==== Provided records ====
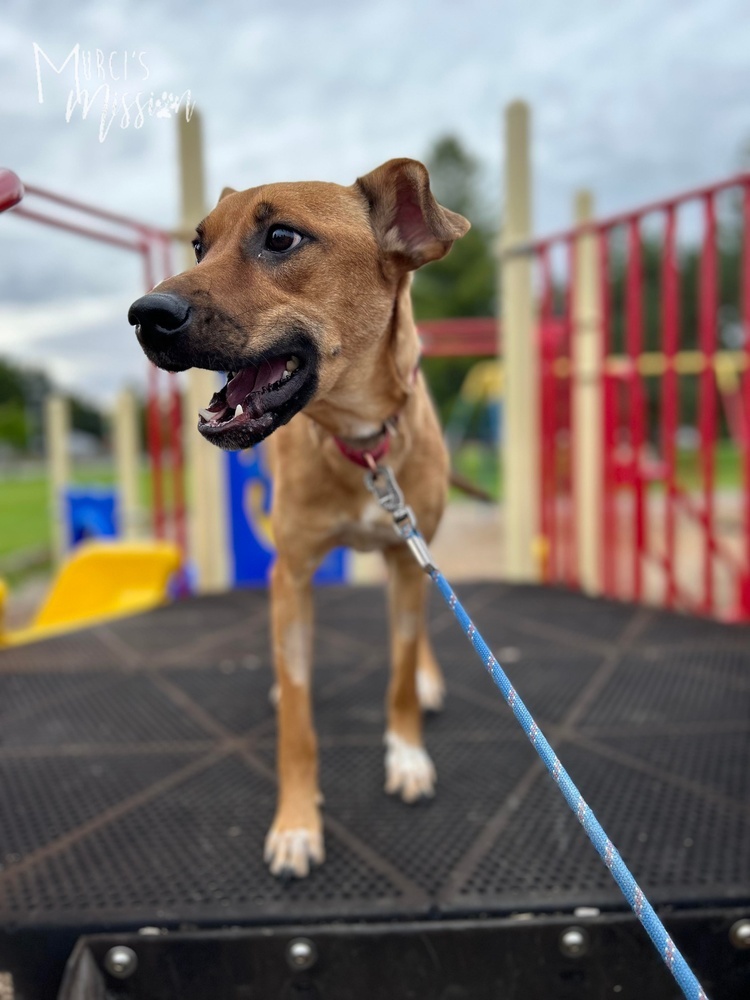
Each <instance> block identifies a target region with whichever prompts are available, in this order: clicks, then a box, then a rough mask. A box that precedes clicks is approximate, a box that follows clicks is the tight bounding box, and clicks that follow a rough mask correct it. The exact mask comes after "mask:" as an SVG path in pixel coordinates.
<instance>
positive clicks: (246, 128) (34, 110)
mask: <svg viewBox="0 0 750 1000" xmlns="http://www.w3.org/2000/svg"><path fill="white" fill-rule="evenodd" d="M34 42H36V43H37V44H38V45H40V46H42V48H43V49H44V51H45V52H46V53H47V54H48V55H49V57H50V58H51V59H53V60H57V61H58V63H59V61H61V60H62V59H64V58H65V55H66V54H67V53H69V52H70V50H71V49H72V47H73V46H74V45H75V44H77V43H78V44H80V46H81V49H82V50H83V51H85V52H90V51H94V52H95V50H96V49H97V48H98V49H101V50H102V51H103V52H104V53H107V54H108V53H110V52H114V53H116V54H117V55H116V57H115V65H116V66H121V65H122V62H123V55H124V53H125V52H128V53H134V54H136V56H137V54H138V53H141V52H142V53H144V55H143V62H144V63H145V64H146V66H147V67H148V79H146V80H143V79H142V76H143V74H142V73H140V74H139V72H138V66H139V62H138V59H137V58H135V60H134V61H133V60H131V62H130V66H131V71H132V73H131V76H130V78H129V80H128V81H127V84H128V86H131V85H132V86H133V87H134V88H136V87H142V88H143V91H144V94H145V95H146V96H148V95H149V94H151V92H153V94H154V95H155V97H158V96H159V95H160V94H161V92H162V90H167V91H172V92H175V93H182V91H183V90H185V89H187V88H189V89H190V90H191V91H192V93H193V96H194V97H195V98H196V99H197V101H198V103H199V106H200V108H201V110H202V113H203V116H204V125H205V134H206V157H207V180H208V196H209V198H210V199H213V198H215V197H216V196H217V194H218V192H219V191H220V190H221V188H222V187H223V186H224V185H225V184H227V183H230V184H234V185H239V186H250V185H252V184H254V183H258V182H260V181H265V180H293V179H300V178H303V177H314V178H319V179H323V180H332V181H338V182H341V183H350V182H351V181H352V180H353V179H354V177H356V176H357V175H358V174H359V173H362V172H364V171H366V170H369V169H371V168H372V167H373V166H374V165H376V164H377V163H378V162H381V161H383V160H385V159H387V158H388V157H390V156H394V155H409V156H417V157H419V156H423V155H424V154H425V152H426V150H427V148H428V147H429V144H430V142H431V140H432V139H434V137H436V136H437V135H440V134H443V133H446V132H454V133H457V134H458V135H459V136H460V137H461V138H462V139H463V140H464V141H465V142H466V143H467V144H468V145H469V146H470V148H471V149H472V150H473V151H474V152H475V153H476V154H477V155H478V156H479V157H480V158H481V159H482V160H483V162H484V163H485V164H486V170H485V175H484V176H485V181H486V189H487V197H488V201H489V202H490V203H491V204H493V205H494V206H495V207H496V208H497V207H498V206H499V191H500V170H501V157H502V145H501V144H502V135H501V109H502V107H503V105H504V104H505V103H507V102H508V101H509V100H511V99H513V98H515V97H518V96H522V97H525V98H527V99H528V100H529V101H530V102H531V103H532V106H533V110H534V123H533V144H534V147H533V148H534V169H535V184H534V190H535V202H536V203H535V212H534V215H535V220H536V228H537V230H538V231H539V232H543V231H545V230H550V229H557V228H559V227H561V226H563V225H566V224H567V223H568V221H569V219H570V214H571V199H572V194H573V191H574V190H575V189H576V188H577V187H580V186H588V187H592V188H593V189H594V190H595V192H596V197H597V204H598V207H599V209H600V211H602V212H605V213H608V212H612V211H615V210H620V209H623V208H626V207H629V206H631V205H636V204H638V203H639V202H643V201H648V200H652V199H653V198H655V197H658V196H660V195H666V194H670V193H672V192H673V191H675V190H679V189H681V188H684V187H691V186H693V185H696V184H700V183H704V182H707V181H710V180H711V179H713V178H714V177H720V176H723V175H725V174H727V173H729V172H730V171H732V169H733V168H734V167H735V165H736V159H737V156H738V151H739V148H740V145H741V143H742V142H743V140H745V139H746V138H747V137H748V136H749V135H750V105H749V104H748V102H747V99H746V95H747V94H748V93H750V60H749V59H748V58H747V53H748V51H750V8H748V6H747V4H746V3H745V2H744V0H712V3H711V4H707V3H704V2H700V0H680V2H676V0H628V3H623V4H617V5H614V4H609V5H604V4H602V3H601V2H599V0H576V2H574V3H567V4H560V3H559V0H536V2H535V3H534V4H529V3H528V2H527V0H502V2H498V0H464V2H463V3H460V4H457V3H455V0H431V2H427V0H413V2H404V0H379V2H377V3H373V2H369V3H368V2H365V3H361V4H349V5H345V4H344V3H342V2H340V0H319V2H316V3H315V4H314V5H313V4H309V3H307V2H303V0H286V2H285V3H284V4H277V5H273V6H270V5H268V4H261V3H258V2H257V0H245V2H243V3H240V2H239V0H235V2H233V0H228V2H225V3H222V4H213V5H209V4H206V3H205V2H198V0H180V2H177V0H167V2H164V3H161V4H154V3H146V2H145V0H135V2H127V3H126V2H125V0H111V2H108V3H107V4H104V3H102V2H101V0H97V2H94V0H83V2H81V3H77V4H75V5H73V6H70V5H66V6H60V5H59V4H55V3H53V2H52V0H39V2H37V3H35V4H26V5H21V4H20V3H17V4H16V5H15V6H14V7H13V8H12V10H11V11H10V12H9V13H8V12H6V14H5V17H4V30H3V35H2V37H1V38H0V116H1V117H2V126H3V148H4V156H5V157H6V162H7V165H8V166H10V167H11V168H13V169H15V170H16V171H17V172H18V173H19V174H20V175H21V176H22V177H23V178H24V179H26V180H27V181H29V182H33V183H37V184H40V185H43V186H45V187H49V188H52V189H55V190H58V191H61V192H65V193H67V194H69V195H71V196H73V197H78V198H81V199H84V200H87V201H91V202H94V203H97V204H100V205H102V206H106V207H108V208H110V209H112V210H114V211H119V212H125V213H127V214H132V215H134V216H136V217H142V218H145V219H148V220H150V221H152V222H155V223H158V224H161V225H165V226H168V227H171V226H173V225H175V224H176V222H177V215H178V201H179V197H178V189H177V168H176V162H175V154H176V135H175V128H174V122H172V121H169V120H161V119H156V118H150V119H147V120H146V121H145V122H144V124H143V127H142V128H139V129H136V128H135V127H134V125H133V124H132V123H131V124H130V126H129V127H127V128H121V127H120V122H119V119H118V120H117V121H116V122H115V123H114V124H113V125H112V126H111V128H110V130H109V132H108V133H107V138H106V140H105V141H104V142H101V143H100V142H99V141H98V135H97V124H96V121H95V115H94V114H91V115H90V116H89V117H88V118H87V119H86V120H82V118H81V116H80V113H77V114H76V115H75V116H74V117H73V119H72V120H71V122H70V123H66V122H65V116H64V108H65V99H66V94H67V91H68V90H69V88H70V85H71V80H70V78H68V77H66V78H64V79H63V78H62V77H61V78H57V77H56V75H55V74H54V73H52V72H51V71H49V72H45V76H44V84H45V101H44V103H43V104H41V105H40V104H39V103H38V100H37V83H36V75H35V68H34V56H33V43H34ZM94 65H95V61H94ZM113 89H114V88H113ZM11 224H12V230H11ZM11 233H12V241H13V252H12V253H11V254H6V255H5V257H4V266H3V273H2V274H0V301H2V302H4V303H6V305H7V304H8V303H14V304H15V305H16V306H18V309H17V310H16V313H15V314H14V323H15V324H16V325H15V330H16V336H17V340H18V342H19V343H25V344H27V345H29V346H30V349H32V350H35V349H36V348H31V345H34V344H37V343H38V341H36V340H34V337H33V336H32V335H31V334H30V333H29V330H31V329H32V328H33V329H36V326H35V324H36V323H37V322H38V320H39V314H38V313H34V312H33V308H32V311H31V312H30V313H29V317H30V318H29V329H28V330H27V329H26V326H25V320H24V318H23V312H24V308H25V307H24V308H21V304H22V303H32V305H33V303H34V302H36V301H37V300H40V301H42V302H44V301H47V300H50V301H54V303H55V308H56V309H58V310H60V311H61V314H66V315H72V311H71V310H73V309H74V306H71V308H70V309H68V308H67V307H66V306H65V301H66V299H70V301H71V302H72V303H75V302H77V301H78V300H79V299H80V298H81V297H82V296H87V295H92V296H94V297H95V298H96V299H97V301H100V302H103V301H104V300H106V299H107V298H109V297H110V296H112V297H114V296H121V297H122V300H123V301H124V302H125V303H127V302H128V301H130V300H132V299H133V298H135V297H136V295H138V294H139V293H140V292H141V291H142V277H141V275H140V274H139V272H138V266H137V262H134V261H132V260H129V259H127V260H126V259H125V258H126V257H127V255H122V254H120V255H119V257H118V256H117V254H116V252H115V251H111V250H106V251H105V250H103V249H102V248H101V247H99V246H96V245H93V244H88V243H86V242H85V241H82V240H80V239H79V240H75V239H74V238H72V237H63V236H61V235H59V234H54V235H53V234H52V233H51V232H45V231H43V230H41V229H40V228H39V227H33V226H31V225H30V224H28V223H24V222H21V220H8V219H0V234H2V235H3V238H4V241H5V243H6V246H7V242H8V240H9V238H10V235H9V234H11ZM50 318H51V317H50ZM102 322H105V320H104V319H102ZM107 322H110V321H107ZM112 323H114V320H112ZM71 329H74V326H73V327H71ZM87 329H88V328H87ZM107 329H108V330H109V331H111V334H110V335H111V337H112V338H113V339H112V341H111V343H112V344H114V343H115V341H116V338H117V337H118V336H122V337H124V338H126V339H127V338H130V339H129V340H128V345H130V340H132V336H131V335H130V334H129V332H128V330H127V329H126V328H124V327H123V328H122V330H120V327H116V326H114V325H110V326H108V327H107ZM86 336H88V334H87V335H86ZM54 339H55V343H56V344H58V343H59V348H60V351H61V353H60V355H59V357H57V360H56V361H55V365H56V366H57V368H56V370H57V371H62V370H63V368H64V369H65V372H66V375H65V377H66V378H68V379H72V380H73V381H75V379H76V378H77V377H78V376H77V375H76V373H77V372H80V373H83V372H88V373H89V374H88V375H87V376H86V377H87V378H90V371H91V367H90V358H91V357H93V356H98V355H96V351H95V348H94V341H95V337H94V336H93V331H92V339H91V341H88V340H86V341H85V342H84V341H82V340H76V339H75V337H74V336H73V335H72V334H71V338H70V339H69V340H68V342H67V343H65V342H64V340H63V339H62V338H61V337H60V338H58V337H55V338H54ZM2 349H3V348H2V345H1V344H0V350H2ZM15 349H19V348H18V344H16V348H15ZM118 350H119V348H118ZM122 351H123V352H125V353H124V354H123V358H125V357H126V356H127V357H128V358H129V357H130V355H129V353H128V352H129V351H130V346H128V347H125V346H123V348H122ZM65 352H67V353H65ZM92 352H93V353H92ZM63 355H65V356H63ZM116 356H117V357H118V359H119V354H116ZM37 360H38V362H39V363H46V362H47V358H46V357H44V356H42V355H40V356H39V357H38V358H37ZM127 363H128V365H129V364H130V363H131V362H130V361H128V362H127ZM118 364H119V360H118ZM126 370H127V371H128V372H129V371H130V369H129V368H127V369H126ZM140 370H141V371H142V372H143V371H144V369H143V368H141V369H140ZM81 378H83V375H81ZM100 384H101V385H102V386H105V385H114V380H113V378H112V377H111V376H110V375H109V374H108V375H107V376H106V377H103V378H102V380H101V383H100Z"/></svg>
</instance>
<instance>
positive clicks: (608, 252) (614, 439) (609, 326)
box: [598, 229, 617, 597]
mask: <svg viewBox="0 0 750 1000" xmlns="http://www.w3.org/2000/svg"><path fill="white" fill-rule="evenodd" d="M609 237H610V230H609V229H600V230H599V235H598V244H599V297H600V301H601V310H602V331H601V337H600V352H601V353H600V367H599V370H600V376H599V377H600V379H601V385H602V409H603V419H604V427H603V433H602V485H601V488H602V503H601V511H602V546H601V550H602V552H601V559H602V567H601V573H602V585H603V590H604V593H605V594H606V595H607V596H608V597H614V595H615V569H616V563H617V521H616V508H615V503H616V493H615V489H616V486H615V479H614V454H615V446H616V425H615V405H616V401H615V395H614V394H615V391H616V383H615V380H614V379H613V378H612V377H611V376H609V375H608V374H607V371H606V364H607V357H608V355H609V353H610V351H611V349H612V290H611V285H610V278H609V269H610V263H609Z"/></svg>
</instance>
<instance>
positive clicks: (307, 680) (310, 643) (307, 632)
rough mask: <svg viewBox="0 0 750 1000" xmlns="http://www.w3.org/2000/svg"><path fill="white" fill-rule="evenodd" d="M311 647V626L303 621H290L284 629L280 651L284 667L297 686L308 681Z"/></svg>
mask: <svg viewBox="0 0 750 1000" xmlns="http://www.w3.org/2000/svg"><path fill="white" fill-rule="evenodd" d="M311 649H312V628H311V627H310V626H309V625H307V624H306V623H305V622H292V624H291V625H289V626H288V627H287V628H286V630H285V631H284V638H283V642H282V653H283V656H284V668H285V669H286V672H287V674H288V676H289V678H290V679H291V681H292V684H296V685H298V686H299V687H301V686H302V685H303V684H309V683H310V662H311V659H312V656H311Z"/></svg>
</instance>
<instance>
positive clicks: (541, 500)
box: [538, 247, 557, 583]
mask: <svg viewBox="0 0 750 1000" xmlns="http://www.w3.org/2000/svg"><path fill="white" fill-rule="evenodd" d="M539 263H540V270H541V280H542V291H541V309H540V322H539V327H538V337H539V344H538V352H539V376H540V392H539V402H540V433H541V435H542V440H541V442H540V448H539V455H540V460H541V474H540V477H539V482H540V487H541V496H540V506H539V512H540V518H541V525H540V527H541V532H540V534H541V536H542V538H543V539H544V546H545V551H544V555H543V561H542V579H543V581H544V582H545V583H549V582H551V581H552V580H553V579H555V577H556V575H557V523H556V522H557V515H556V510H555V507H556V503H557V482H556V475H555V465H556V441H555V438H556V427H555V397H556V393H555V372H554V350H555V346H554V341H553V339H552V329H553V328H552V320H553V303H552V294H553V293H552V275H551V272H550V260H549V250H548V248H547V247H543V248H542V250H541V251H540V253H539Z"/></svg>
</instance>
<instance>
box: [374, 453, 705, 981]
mask: <svg viewBox="0 0 750 1000" xmlns="http://www.w3.org/2000/svg"><path fill="white" fill-rule="evenodd" d="M373 465H375V462H374V461H373ZM365 485H366V486H367V488H368V489H369V490H370V492H371V493H373V495H374V496H375V498H376V500H377V501H378V503H379V504H380V505H381V507H383V509H384V510H386V511H387V512H388V513H389V514H390V515H391V516H392V518H393V526H394V528H395V530H396V533H397V534H398V535H399V536H400V538H401V539H402V540H403V541H404V542H405V543H406V544H407V545H408V547H409V548H410V549H411V552H412V554H413V555H414V558H415V559H416V560H417V562H418V563H419V565H420V566H421V567H422V569H424V570H425V572H426V573H428V574H429V576H430V578H431V579H432V581H433V583H434V584H435V586H436V587H437V588H438V590H439V591H440V593H441V594H442V596H443V598H444V599H445V601H446V603H447V604H448V607H449V608H450V609H451V611H453V613H454V614H455V616H456V620H457V621H458V623H459V625H460V626H461V628H462V629H463V631H464V633H465V634H466V636H467V638H468V639H469V640H470V642H471V644H472V646H473V647H474V649H475V650H476V652H477V653H478V654H479V657H480V659H481V661H482V665H483V666H485V667H486V668H487V669H488V670H489V672H490V676H491V677H492V680H493V681H494V682H495V684H496V685H497V687H498V688H499V689H500V693H501V694H502V696H503V698H504V699H505V701H506V703H507V704H508V706H509V707H510V708H511V709H512V710H513V714H514V715H515V717H516V718H517V719H518V722H519V724H520V726H521V728H522V729H523V731H524V732H525V733H526V735H527V736H528V737H529V740H530V741H531V743H532V745H533V746H534V748H535V750H536V752H537V753H538V754H539V756H540V757H541V759H542V761H543V762H544V765H545V767H546V768H547V770H548V771H549V773H550V774H551V776H552V778H553V779H554V781H555V783H556V784H557V786H558V788H559V789H560V791H561V792H562V794H563V797H564V798H565V801H566V802H567V803H568V806H569V807H570V808H571V809H572V811H573V812H574V813H575V815H576V817H577V818H578V820H579V822H580V823H581V825H582V826H583V828H584V830H585V831H586V834H587V835H588V838H589V840H590V841H591V843H592V844H593V845H594V847H595V848H596V851H597V853H598V854H599V856H600V858H601V859H602V861H603V862H604V864H605V865H606V866H607V868H608V869H609V871H610V873H611V875H612V878H613V879H614V880H615V882H616V883H617V885H618V886H619V888H620V891H621V892H622V894H623V896H624V897H625V899H626V900H627V901H628V904H629V905H630V907H631V909H632V910H633V912H634V913H635V915H636V917H637V918H638V920H639V921H640V922H641V924H642V925H643V927H644V929H645V931H646V933H647V934H648V936H649V937H650V938H651V941H652V942H653V944H654V947H655V948H656V950H657V951H658V952H659V954H660V955H661V957H662V959H663V961H664V964H665V965H666V966H667V968H668V969H669V971H670V972H671V973H672V975H673V976H674V978H675V981H676V982H677V984H678V986H679V987H680V989H681V990H682V992H683V994H684V996H685V997H686V998H687V1000H708V997H707V995H706V993H705V991H704V990H703V988H702V987H701V985H700V983H699V982H698V980H697V979H696V978H695V975H694V974H693V972H692V970H691V969H690V966H689V965H688V964H687V962H686V961H685V959H684V958H683V956H682V953H681V952H680V950H679V949H678V948H677V947H676V946H675V944H674V942H673V941H672V939H671V938H670V937H669V935H668V934H667V931H666V929H665V927H664V924H663V923H662V922H661V920H660V919H659V917H658V916H657V915H656V912H655V910H654V908H653V907H652V906H651V904H650V903H649V901H648V900H647V899H646V897H645V895H644V894H643V892H642V890H641V889H640V887H639V885H638V883H637V882H636V881H635V879H634V878H633V875H632V873H631V872H630V869H629V868H628V867H627V865H626V864H625V862H624V861H623V860H622V857H621V856H620V853H619V852H618V850H617V848H616V847H615V845H614V844H613V843H612V841H611V840H610V839H609V837H608V836H607V835H606V833H605V832H604V830H603V829H602V827H601V825H600V823H599V821H598V820H597V818H596V816H595V815H594V813H593V812H592V811H591V809H590V807H589V805H588V804H587V802H586V800H585V799H584V798H583V796H582V795H581V793H580V792H579V791H578V789H577V788H576V786H575V784H574V783H573V781H572V779H571V777H570V775H569V774H568V772H567V771H566V770H565V768H564V767H563V766H562V764H561V762H560V759H559V758H558V756H557V754H555V752H554V750H553V749H552V747H551V746H550V745H549V743H548V742H547V739H546V737H545V736H544V733H542V731H541V730H540V729H539V727H538V726H537V724H536V722H534V720H533V718H532V717H531V714H530V712H529V710H528V709H527V708H526V706H525V705H524V703H523V701H522V700H521V698H520V697H519V696H518V694H517V693H516V690H515V688H514V687H513V686H512V685H511V683H510V681H509V679H508V676H507V674H506V673H505V671H504V670H503V668H502V667H501V665H500V663H499V662H498V661H497V660H496V658H495V657H494V656H493V655H492V653H491V652H490V651H489V647H488V646H487V644H486V642H485V641H484V639H483V638H482V635H481V633H480V632H479V631H478V630H477V628H476V626H475V625H474V623H473V622H472V620H471V618H469V616H468V615H467V614H466V612H465V611H464V609H463V607H462V606H461V603H460V602H459V600H458V598H457V597H456V595H455V593H454V592H453V589H452V587H451V585H450V584H449V583H448V581H447V580H446V579H445V577H444V576H443V574H442V573H441V572H440V570H438V569H437V568H436V567H435V565H434V563H433V562H432V556H431V555H430V551H429V549H428V547H427V544H426V542H425V540H424V539H423V538H422V536H421V535H420V533H419V531H418V530H417V523H416V519H415V517H414V513H413V511H412V510H411V508H410V507H408V506H407V505H406V503H405V501H404V497H403V494H402V493H401V490H400V489H399V487H398V484H397V483H396V480H395V478H394V476H393V473H392V471H391V470H390V469H389V468H388V467H387V466H377V465H376V467H375V468H374V469H371V471H370V472H368V473H367V474H366V475H365Z"/></svg>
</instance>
====
Problem statement:
Please report every line of the listing that contains the string "positive".

Answer to this problem:
positive clicks: (246, 128) (34, 110)
positive clicks: (608, 252) (614, 439) (609, 326)
positive clicks: (307, 680) (310, 643) (307, 632)
positive clicks: (541, 500)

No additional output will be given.